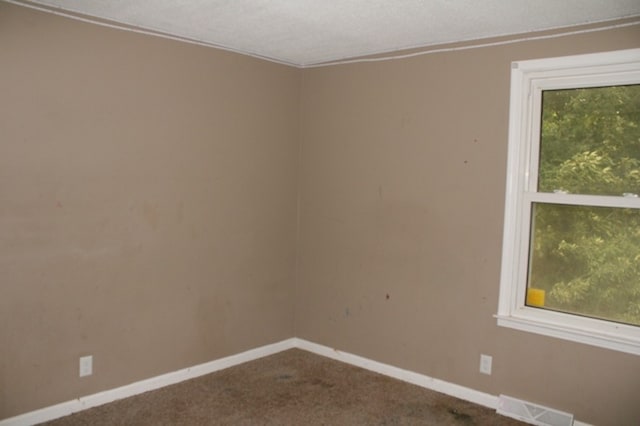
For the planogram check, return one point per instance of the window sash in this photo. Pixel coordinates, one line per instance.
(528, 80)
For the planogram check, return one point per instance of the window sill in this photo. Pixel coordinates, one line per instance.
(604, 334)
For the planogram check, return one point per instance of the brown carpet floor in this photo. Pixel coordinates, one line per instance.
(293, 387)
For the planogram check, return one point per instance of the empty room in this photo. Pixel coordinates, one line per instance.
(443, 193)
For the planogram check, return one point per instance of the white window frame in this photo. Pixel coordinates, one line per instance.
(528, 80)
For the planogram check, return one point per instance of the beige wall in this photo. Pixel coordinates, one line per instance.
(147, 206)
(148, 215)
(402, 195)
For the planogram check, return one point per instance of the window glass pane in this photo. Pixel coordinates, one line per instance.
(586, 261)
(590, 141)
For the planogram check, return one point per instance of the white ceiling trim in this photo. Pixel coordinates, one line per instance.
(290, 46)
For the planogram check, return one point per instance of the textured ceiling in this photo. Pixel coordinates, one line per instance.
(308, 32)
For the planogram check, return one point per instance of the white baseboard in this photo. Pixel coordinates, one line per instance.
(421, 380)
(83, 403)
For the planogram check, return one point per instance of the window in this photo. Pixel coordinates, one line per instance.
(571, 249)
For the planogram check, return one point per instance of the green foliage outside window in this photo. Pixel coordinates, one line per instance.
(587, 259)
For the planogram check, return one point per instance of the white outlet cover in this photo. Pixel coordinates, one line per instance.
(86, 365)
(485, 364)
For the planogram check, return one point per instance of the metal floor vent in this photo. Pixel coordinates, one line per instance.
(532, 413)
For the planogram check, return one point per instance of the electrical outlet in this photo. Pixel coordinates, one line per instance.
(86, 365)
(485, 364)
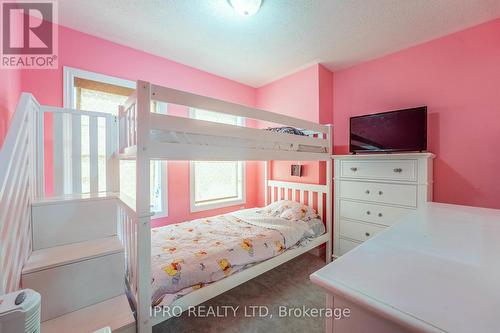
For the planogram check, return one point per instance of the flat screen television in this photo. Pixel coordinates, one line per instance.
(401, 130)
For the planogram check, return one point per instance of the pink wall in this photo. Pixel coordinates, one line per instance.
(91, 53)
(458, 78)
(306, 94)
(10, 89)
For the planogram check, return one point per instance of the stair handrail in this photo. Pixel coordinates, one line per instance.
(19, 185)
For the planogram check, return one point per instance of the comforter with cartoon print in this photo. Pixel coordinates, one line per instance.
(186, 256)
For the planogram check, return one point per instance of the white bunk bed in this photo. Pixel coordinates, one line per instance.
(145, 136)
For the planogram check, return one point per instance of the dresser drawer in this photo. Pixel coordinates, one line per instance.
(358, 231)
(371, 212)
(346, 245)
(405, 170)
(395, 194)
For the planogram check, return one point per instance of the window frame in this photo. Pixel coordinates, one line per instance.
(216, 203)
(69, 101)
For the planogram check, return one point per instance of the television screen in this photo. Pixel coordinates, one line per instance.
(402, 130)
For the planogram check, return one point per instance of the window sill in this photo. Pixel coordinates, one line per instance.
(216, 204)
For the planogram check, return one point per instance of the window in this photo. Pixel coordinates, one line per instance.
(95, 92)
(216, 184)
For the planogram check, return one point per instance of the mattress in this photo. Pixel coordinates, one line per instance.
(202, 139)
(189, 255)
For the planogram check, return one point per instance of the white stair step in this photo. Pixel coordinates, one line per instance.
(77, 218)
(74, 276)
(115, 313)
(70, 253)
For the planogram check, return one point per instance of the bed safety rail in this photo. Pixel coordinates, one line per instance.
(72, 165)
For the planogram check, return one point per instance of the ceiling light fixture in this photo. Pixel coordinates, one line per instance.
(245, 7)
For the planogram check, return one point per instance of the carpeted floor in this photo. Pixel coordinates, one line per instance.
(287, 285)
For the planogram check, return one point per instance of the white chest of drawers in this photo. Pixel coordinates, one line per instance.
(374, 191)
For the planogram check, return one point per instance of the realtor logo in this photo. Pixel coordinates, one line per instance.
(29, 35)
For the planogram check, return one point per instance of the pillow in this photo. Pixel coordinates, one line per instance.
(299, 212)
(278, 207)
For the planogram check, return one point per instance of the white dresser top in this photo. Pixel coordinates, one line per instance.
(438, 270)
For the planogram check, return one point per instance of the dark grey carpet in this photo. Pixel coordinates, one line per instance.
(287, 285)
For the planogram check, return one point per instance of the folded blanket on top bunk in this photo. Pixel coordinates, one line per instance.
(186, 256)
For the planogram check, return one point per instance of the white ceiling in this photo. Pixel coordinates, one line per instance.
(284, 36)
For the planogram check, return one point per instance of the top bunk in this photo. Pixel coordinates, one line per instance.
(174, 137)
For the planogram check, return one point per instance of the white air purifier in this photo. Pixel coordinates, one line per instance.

• Action item
The output should be the material above, copied exactly, without its pictures.

• Result for this exercise
For the planogram check, return one point per instance of the window sash in this photo. Pixel coordinates, one line per instance.
(528, 80)
For the planogram check, return one point per instance of the window sill in this photo. Pixel coordinates, one line per instance.
(604, 334)
For the planogram check, return one point per instance of the brown carpet floor in this photo. Pixel coordinates, one line per instance.
(293, 387)
For the planogram check, return one point per instance of the empty room in this photo. Pixel coordinates, one line per instance.
(443, 193)
For the planogram check, return one point per instance of the white window frame in this photo. Pixel coordinates, one line per instance.
(528, 80)
For the planogram check, return one point per instance of the beige wall in this photo. Pixel coordinates, one line per instance.
(147, 206)
(148, 215)
(402, 195)
For the planogram check, return one point per instance of the window glass pane in this photo. Pixel coordinates, one line per instance.
(586, 261)
(590, 141)
For the planogram check, return one point per instance of the white ceiling trim in this photo. Pixel coordinates, one line per instance.
(290, 46)
For the planogram check, return one point per instance of the textured ceiling in this photo. Pixel coordinates, one line per instance.
(308, 32)
For the planogram check, return one point per instance of the white baseboard in this photo. Pixel coordinates, one line per instance.
(421, 380)
(83, 403)
For the planogram check, return one point per instance of the window in this photo. Pixel coordinates, one line per instance.
(571, 249)
For the planogram check, return one point per instance of the green foliage outside window in this photo. Pixel coordinates, one line per instance.
(587, 259)
For the planogram check, return one point per instance of the white outlet cover in this photo. Pixel coordinates, one line per instance.
(86, 365)
(485, 364)
For the planogram check, return one point per instance of the metal floor vent in this photo. Pixel coordinates, one line per instance.
(532, 413)
For the planogram check, return one point per instance of the electrical outlet in this photo. Pixel coordinates, one line per instance.
(86, 365)
(485, 364)
For the planogram check, return one point per instance of the flat screen television in this photo. Pixel coordinates, one line per instance.
(401, 130)
For the planogram check, return one point per instance of the pink wall in this photo. Pixel coordinates, one line per instance.
(91, 53)
(458, 78)
(306, 94)
(10, 89)
For the planogram check, return one point per instance of the stair handrail in this photo. Pixel coordinates, one line per instance.
(19, 185)
For the planogram check, return one point per instance of the comforter with cartoon print in this photo. Pixel coordinates, one line per instance.
(186, 256)
For the planogram check, return one point per instance of the white bunk bed in this photo. Pixel coordinates, one line per instance.
(145, 136)
For the planogram check, return one point per instance of the dresser drawer in this photo. Pixel coordinates, one line per instance.
(358, 231)
(371, 212)
(346, 245)
(405, 170)
(395, 194)
For the planogram check, return one point per instance of the window frame in this photo. Pixel coordinates, one line per instance.
(216, 203)
(69, 101)
For the planogram check, return one point per instance of the television screen in this photo. Pixel coordinates, one line per instance.
(402, 130)
For the planogram check, return one point per instance of the window sill in this photo. Pixel coordinates, one line per instance.
(216, 204)
For the planogram check, return one point per instance of the window in this photo. Pixel coordinates, one line per instance.
(95, 92)
(216, 184)
For the planogram check, return one point per instance of the mattress in this photo. Pixel coordinates, one line per instance.
(202, 139)
(189, 255)
For the planogram check, return one point per instance of the white stair step in this photo. Pixel coordinates, one line per instance.
(77, 218)
(74, 276)
(115, 313)
(70, 253)
For the planogram check, return one point per instance of the bed safety rail in this photo. Pixel coordinates, one line per instance.
(72, 165)
For the planogram check, return one point per instance of the ceiling light fixture in this photo. Pixel coordinates, one line per instance.
(245, 7)
For the planogram check, return one point per instance of the carpeted floor in this photo. Pixel coordinates, one line per instance.
(287, 285)
For the planogram check, return one point per instance of the white chest of drawers in this photo. Pixel coordinates, one line per instance.
(374, 191)
For the planogram check, return one point per instance of the realtor logo in this photo. Pixel coordinates, one line per instance.
(29, 35)
For the planogram check, return one point per instance of the pillow in this photo. Pixel coordinates, one line per instance.
(299, 212)
(278, 207)
For the planogram check, return one point per instance of the white dresser top in this photo. Pixel coordinates, one line per instance.
(438, 270)
For the planogram check, return one point per instance of the dark grey carpet in this photo. Pixel coordinates, one line per instance.
(287, 285)
For the planogram check, return one point per instance of the folded blanket on top bunk in this photo. Pixel coordinates, one line per instance.
(186, 256)
For the planogram check, return one point per instance of the white ceiling in this photo. Pixel coordinates, one line per instance.
(284, 36)
For the planogram check, return one point per instance of the top bunk in this photo. Pixel coordinates, one line per instance.
(174, 137)
For the planogram check, return one point per instance of the white air purifier in this photo. Pixel coordinates, one line per instance.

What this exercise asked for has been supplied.